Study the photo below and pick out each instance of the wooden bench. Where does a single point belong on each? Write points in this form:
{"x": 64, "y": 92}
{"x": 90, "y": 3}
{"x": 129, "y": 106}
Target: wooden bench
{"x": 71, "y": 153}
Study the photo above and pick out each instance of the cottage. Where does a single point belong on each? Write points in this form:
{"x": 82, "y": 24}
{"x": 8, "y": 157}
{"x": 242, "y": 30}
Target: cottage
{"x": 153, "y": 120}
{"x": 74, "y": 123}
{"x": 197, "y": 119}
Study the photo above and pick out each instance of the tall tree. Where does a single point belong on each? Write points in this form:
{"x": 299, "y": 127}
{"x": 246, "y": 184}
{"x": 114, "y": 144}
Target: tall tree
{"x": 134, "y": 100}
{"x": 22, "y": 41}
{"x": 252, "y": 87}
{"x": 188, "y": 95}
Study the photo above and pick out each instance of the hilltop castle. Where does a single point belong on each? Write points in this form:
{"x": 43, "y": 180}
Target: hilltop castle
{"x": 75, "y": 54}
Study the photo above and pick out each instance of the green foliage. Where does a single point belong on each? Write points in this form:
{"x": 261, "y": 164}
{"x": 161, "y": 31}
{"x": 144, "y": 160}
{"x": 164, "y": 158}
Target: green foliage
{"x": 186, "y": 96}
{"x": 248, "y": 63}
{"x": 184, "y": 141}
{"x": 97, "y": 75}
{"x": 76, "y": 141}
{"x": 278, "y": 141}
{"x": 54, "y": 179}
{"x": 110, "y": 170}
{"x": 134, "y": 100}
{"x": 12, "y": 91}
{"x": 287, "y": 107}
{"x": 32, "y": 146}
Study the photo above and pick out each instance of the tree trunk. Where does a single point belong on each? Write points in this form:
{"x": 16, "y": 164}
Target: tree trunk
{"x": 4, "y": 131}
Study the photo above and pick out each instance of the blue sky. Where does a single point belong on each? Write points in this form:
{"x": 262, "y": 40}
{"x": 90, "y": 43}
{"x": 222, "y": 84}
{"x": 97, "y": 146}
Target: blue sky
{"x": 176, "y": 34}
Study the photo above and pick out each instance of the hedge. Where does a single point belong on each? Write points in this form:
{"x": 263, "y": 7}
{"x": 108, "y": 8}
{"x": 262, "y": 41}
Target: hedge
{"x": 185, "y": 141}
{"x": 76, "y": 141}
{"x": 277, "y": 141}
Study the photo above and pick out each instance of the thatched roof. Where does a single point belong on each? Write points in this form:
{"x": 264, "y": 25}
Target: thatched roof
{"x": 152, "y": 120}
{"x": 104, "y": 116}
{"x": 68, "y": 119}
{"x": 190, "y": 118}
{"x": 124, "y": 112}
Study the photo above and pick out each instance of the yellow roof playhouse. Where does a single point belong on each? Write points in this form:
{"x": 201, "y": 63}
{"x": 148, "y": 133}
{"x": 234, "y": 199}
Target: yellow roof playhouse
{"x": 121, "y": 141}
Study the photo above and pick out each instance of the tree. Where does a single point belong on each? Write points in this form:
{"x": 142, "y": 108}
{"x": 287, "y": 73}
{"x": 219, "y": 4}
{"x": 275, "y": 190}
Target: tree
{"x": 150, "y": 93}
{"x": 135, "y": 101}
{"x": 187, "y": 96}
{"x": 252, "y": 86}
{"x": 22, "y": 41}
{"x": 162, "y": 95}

====

Return every line of the listing above verbatim, from its first line through its last, changing nothing.

Response to this task =
Study the photo below and pick out each instance of the wooden bench. Where does a single point belong on each? Write points in this form:
{"x": 64, "y": 92}
{"x": 90, "y": 3}
{"x": 129, "y": 106}
Target: wooden bench
{"x": 71, "y": 153}
Study the photo above and pick out each instance of the cottage. Where does a single point belong on each? Write points in this form:
{"x": 82, "y": 24}
{"x": 8, "y": 157}
{"x": 242, "y": 30}
Target: cottage
{"x": 153, "y": 120}
{"x": 74, "y": 123}
{"x": 197, "y": 119}
Study the photo above and pick out each instance of the tall tree. Where does a single point belong on each? Write points in this form:
{"x": 299, "y": 127}
{"x": 246, "y": 184}
{"x": 114, "y": 144}
Target: tall tree
{"x": 134, "y": 100}
{"x": 22, "y": 41}
{"x": 252, "y": 87}
{"x": 188, "y": 95}
Study the photo above and pick out each instance of the hilltop castle. Where does a single point belong on each? Write points in this form:
{"x": 43, "y": 180}
Target: hilltop castle
{"x": 75, "y": 54}
Study the photo above and pick out each instance of the green foliage. Where does a single point belong on each? Write points in this form:
{"x": 261, "y": 164}
{"x": 161, "y": 31}
{"x": 144, "y": 160}
{"x": 164, "y": 158}
Target: green foliage
{"x": 186, "y": 96}
{"x": 248, "y": 63}
{"x": 184, "y": 141}
{"x": 97, "y": 75}
{"x": 76, "y": 141}
{"x": 278, "y": 141}
{"x": 54, "y": 179}
{"x": 110, "y": 170}
{"x": 134, "y": 100}
{"x": 12, "y": 91}
{"x": 287, "y": 107}
{"x": 32, "y": 146}
Study the photo above and pick out each instance of the tree trunk. Where does a single point belong on each? Write points in this form:
{"x": 16, "y": 164}
Target: tree trunk
{"x": 4, "y": 131}
Study the photo above and pick out each instance of the blue sky. Where does a single point belong on each? Write points in this form:
{"x": 262, "y": 40}
{"x": 90, "y": 43}
{"x": 222, "y": 84}
{"x": 97, "y": 146}
Target: blue sky
{"x": 176, "y": 34}
Study the photo above and pick out each instance of the hedge. Where does a single point belong on each? Write points in this form:
{"x": 263, "y": 7}
{"x": 108, "y": 8}
{"x": 262, "y": 41}
Target: hedge
{"x": 185, "y": 141}
{"x": 76, "y": 141}
{"x": 277, "y": 141}
Study the photo above and pick out each instance of the thatched roof. Where does a single point belong on each? Write points in this form:
{"x": 264, "y": 25}
Target: thatched roof
{"x": 152, "y": 120}
{"x": 104, "y": 116}
{"x": 68, "y": 119}
{"x": 190, "y": 118}
{"x": 124, "y": 112}
Study the photo above and pick out each instance of the yellow roof playhouse. Where does a single point belong on each? Write points in this form:
{"x": 201, "y": 63}
{"x": 148, "y": 133}
{"x": 234, "y": 199}
Target: yellow roof playhouse
{"x": 121, "y": 141}
Study the photo above and pick out each instance of the tree. Where does a single point belong on each? Write points in this form:
{"x": 142, "y": 108}
{"x": 287, "y": 73}
{"x": 219, "y": 4}
{"x": 275, "y": 190}
Target: tree
{"x": 150, "y": 93}
{"x": 135, "y": 101}
{"x": 187, "y": 96}
{"x": 252, "y": 86}
{"x": 22, "y": 41}
{"x": 162, "y": 95}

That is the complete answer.